AIM — Arrange the lines as a Markdown table with the columns Row and Line, beginning at the line that contains "of the countertop" and ending after the line that contains "260 L 0 260". Number the rows and leave out any blank lines.

RECORDS PROVIDED —
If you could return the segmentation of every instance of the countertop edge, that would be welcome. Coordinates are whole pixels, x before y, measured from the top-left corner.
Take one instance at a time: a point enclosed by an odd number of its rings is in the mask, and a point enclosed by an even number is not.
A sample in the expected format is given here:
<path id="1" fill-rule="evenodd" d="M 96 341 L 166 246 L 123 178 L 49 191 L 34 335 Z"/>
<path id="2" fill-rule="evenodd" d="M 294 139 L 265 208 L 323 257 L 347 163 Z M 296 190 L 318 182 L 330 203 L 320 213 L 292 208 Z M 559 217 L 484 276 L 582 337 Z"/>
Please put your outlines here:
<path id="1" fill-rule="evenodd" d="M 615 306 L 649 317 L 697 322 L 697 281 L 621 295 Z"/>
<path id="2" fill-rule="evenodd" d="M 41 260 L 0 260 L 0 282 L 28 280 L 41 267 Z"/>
--
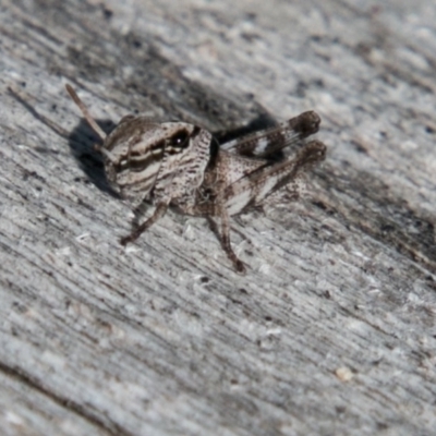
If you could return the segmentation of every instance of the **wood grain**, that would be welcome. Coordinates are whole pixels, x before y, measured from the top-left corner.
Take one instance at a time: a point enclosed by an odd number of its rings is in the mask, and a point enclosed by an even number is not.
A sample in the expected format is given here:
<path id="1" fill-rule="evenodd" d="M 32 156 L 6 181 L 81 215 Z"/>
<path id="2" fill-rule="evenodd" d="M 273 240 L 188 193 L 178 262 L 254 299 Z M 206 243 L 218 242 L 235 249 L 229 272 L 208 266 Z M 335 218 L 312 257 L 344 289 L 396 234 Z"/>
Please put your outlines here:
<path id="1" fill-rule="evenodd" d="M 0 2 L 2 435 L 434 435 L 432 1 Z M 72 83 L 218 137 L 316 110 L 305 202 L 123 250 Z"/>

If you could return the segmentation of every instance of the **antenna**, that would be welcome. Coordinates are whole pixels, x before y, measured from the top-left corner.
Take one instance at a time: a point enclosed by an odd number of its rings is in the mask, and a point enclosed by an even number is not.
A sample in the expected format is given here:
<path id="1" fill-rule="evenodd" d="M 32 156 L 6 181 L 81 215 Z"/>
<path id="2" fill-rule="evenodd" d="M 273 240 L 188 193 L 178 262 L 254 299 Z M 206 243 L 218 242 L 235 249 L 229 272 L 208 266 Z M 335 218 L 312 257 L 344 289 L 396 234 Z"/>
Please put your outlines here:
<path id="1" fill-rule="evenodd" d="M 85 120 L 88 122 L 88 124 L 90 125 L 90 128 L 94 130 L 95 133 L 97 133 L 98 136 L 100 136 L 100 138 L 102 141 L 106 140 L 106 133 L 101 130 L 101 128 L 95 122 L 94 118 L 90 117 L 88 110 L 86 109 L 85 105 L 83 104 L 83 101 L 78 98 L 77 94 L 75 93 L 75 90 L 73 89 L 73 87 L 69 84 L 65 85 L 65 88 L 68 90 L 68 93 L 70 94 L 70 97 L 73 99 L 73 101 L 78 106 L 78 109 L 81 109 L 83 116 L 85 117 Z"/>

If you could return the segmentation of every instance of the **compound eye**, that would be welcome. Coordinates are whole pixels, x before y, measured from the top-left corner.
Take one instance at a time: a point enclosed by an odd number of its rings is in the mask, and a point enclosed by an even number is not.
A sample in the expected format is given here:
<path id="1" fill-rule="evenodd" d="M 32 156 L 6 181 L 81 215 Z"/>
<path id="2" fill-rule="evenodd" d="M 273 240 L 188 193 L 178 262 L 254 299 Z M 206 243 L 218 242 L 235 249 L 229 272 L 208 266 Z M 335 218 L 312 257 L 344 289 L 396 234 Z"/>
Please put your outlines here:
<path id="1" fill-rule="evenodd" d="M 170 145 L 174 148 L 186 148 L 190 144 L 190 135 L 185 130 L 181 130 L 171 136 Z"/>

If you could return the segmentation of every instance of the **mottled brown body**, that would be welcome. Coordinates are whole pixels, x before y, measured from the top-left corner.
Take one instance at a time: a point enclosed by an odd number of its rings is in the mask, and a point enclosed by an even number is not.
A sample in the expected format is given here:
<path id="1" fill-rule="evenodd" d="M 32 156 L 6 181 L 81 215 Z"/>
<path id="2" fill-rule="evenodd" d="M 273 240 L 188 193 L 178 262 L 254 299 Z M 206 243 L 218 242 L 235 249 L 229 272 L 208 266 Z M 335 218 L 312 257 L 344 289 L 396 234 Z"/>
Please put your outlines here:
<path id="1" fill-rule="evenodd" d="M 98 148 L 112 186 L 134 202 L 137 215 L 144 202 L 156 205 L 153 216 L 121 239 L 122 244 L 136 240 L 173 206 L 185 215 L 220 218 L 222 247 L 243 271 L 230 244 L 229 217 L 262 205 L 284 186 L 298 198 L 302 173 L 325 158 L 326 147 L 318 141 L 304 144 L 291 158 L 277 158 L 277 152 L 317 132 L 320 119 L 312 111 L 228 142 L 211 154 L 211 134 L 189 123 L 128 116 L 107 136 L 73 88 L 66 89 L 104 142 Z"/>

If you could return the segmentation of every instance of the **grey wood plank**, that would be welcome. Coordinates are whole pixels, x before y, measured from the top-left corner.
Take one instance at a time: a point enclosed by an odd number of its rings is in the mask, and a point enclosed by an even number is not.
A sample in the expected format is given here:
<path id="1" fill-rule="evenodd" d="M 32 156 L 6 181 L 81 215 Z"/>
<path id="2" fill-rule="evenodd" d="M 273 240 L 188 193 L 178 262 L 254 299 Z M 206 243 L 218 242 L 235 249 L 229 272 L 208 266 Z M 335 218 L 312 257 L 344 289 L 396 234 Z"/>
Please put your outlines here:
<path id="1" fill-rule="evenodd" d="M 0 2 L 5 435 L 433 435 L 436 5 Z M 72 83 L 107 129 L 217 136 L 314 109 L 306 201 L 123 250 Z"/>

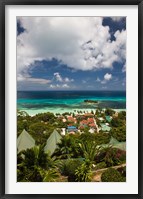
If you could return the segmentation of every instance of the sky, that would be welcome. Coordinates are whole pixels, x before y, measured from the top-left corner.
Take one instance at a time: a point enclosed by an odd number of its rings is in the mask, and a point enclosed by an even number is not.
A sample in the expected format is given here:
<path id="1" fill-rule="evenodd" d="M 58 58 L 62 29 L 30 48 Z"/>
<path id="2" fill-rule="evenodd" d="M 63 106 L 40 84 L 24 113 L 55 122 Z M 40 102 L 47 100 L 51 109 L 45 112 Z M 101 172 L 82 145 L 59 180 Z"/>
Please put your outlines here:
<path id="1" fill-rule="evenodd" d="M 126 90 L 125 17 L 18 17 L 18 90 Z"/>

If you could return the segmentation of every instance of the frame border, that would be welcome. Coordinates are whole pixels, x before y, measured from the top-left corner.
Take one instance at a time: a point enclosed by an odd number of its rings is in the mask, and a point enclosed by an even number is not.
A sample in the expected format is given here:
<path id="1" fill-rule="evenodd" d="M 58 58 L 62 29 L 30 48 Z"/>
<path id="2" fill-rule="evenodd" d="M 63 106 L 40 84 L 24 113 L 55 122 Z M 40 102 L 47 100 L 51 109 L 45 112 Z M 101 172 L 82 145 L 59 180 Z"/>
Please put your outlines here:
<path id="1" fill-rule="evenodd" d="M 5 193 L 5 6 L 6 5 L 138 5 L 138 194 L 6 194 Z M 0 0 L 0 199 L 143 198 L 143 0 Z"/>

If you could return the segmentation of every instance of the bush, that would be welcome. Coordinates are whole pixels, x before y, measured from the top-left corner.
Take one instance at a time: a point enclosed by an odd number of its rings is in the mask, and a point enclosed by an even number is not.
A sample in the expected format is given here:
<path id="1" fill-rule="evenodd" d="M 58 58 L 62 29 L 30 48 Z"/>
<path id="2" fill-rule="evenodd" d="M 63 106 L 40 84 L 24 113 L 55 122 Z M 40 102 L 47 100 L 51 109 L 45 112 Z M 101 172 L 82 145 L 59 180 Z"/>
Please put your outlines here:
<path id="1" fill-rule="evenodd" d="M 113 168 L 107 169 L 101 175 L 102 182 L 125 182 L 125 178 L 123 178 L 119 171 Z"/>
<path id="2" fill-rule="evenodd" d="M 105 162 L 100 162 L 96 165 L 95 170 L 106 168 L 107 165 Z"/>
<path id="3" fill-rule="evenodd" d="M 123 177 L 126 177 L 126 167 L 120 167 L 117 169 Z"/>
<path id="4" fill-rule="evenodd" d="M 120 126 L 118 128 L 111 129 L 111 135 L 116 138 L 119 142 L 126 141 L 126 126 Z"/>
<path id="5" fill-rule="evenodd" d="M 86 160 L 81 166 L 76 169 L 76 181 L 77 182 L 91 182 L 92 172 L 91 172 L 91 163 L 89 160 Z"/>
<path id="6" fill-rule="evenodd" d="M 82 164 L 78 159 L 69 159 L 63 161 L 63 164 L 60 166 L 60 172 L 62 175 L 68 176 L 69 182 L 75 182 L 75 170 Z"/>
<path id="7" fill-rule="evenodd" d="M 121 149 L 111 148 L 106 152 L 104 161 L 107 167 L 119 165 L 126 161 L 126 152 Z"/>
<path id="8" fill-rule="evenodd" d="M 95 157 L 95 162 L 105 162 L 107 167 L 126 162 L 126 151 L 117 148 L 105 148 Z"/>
...
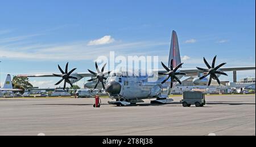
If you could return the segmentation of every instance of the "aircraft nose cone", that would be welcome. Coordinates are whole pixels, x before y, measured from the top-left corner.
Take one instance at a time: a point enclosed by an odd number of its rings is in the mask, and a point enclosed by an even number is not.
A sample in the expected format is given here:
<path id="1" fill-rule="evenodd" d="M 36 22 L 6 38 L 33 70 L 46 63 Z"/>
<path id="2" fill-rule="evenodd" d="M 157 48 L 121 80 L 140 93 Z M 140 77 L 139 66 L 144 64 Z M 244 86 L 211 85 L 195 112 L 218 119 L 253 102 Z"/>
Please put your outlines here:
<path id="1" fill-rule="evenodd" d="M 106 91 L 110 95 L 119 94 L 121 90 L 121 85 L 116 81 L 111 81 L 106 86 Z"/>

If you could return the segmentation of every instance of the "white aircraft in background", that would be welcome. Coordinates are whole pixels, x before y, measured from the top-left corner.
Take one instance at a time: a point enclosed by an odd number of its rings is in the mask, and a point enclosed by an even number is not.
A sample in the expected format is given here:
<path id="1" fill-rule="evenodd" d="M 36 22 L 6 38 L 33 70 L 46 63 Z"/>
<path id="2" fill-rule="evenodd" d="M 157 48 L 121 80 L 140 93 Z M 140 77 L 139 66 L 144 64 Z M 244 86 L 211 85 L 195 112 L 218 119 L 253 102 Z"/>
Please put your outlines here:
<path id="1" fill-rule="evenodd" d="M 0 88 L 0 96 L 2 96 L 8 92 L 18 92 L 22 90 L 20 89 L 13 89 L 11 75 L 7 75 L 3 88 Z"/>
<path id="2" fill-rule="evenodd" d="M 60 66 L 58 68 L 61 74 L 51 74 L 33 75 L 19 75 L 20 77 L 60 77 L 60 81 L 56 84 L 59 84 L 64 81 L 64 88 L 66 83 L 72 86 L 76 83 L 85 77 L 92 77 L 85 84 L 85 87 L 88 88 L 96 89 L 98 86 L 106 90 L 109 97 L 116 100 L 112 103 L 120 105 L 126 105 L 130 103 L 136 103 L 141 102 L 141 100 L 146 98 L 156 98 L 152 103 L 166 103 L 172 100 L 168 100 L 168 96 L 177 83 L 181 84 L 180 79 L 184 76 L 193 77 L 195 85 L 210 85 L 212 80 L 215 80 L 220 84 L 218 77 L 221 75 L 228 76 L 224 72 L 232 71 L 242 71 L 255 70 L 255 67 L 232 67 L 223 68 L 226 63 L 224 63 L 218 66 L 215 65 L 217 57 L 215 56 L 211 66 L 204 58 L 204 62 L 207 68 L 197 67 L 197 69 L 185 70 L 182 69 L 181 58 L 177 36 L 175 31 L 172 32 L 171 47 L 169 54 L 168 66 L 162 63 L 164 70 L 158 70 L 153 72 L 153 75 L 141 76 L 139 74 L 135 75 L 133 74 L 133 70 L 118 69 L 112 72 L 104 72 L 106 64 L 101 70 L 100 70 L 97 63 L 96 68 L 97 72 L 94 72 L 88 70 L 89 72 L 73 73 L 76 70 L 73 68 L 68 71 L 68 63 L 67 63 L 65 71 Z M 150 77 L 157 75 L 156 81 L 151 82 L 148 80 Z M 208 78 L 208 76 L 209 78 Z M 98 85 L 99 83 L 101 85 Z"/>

COMPLETED TASK —
| Row | Line |
|---|---|
| 1 | If you could return the segmentation of every instance of the countertop edge, that would be welcome. Coordinates are whole pixels, x before y, measured from the top-left corner. |
| 2 | Take one instance at a time: a point enclosed by an odd number of its rings is in the mask, and a point enclosed by an even number is not. |
| 3 | A sample in the expected format is given here: |
| 4 | <path id="1" fill-rule="evenodd" d="M 96 341 L 166 246 L 123 178 L 49 191 L 34 335 Z"/> |
| 5 | <path id="2" fill-rule="evenodd" d="M 294 139 L 265 208 L 323 257 L 347 163 Z M 296 190 L 318 182 L 330 203 L 320 213 L 292 208 Z M 559 217 L 484 276 L 582 337 Z"/> |
| 6 | Please put your outlines here: |
| 7 | <path id="1" fill-rule="evenodd" d="M 615 306 L 649 317 L 697 322 L 697 281 L 621 295 Z"/> |
| 8 | <path id="2" fill-rule="evenodd" d="M 41 260 L 0 260 L 0 282 L 28 280 L 41 267 Z"/> |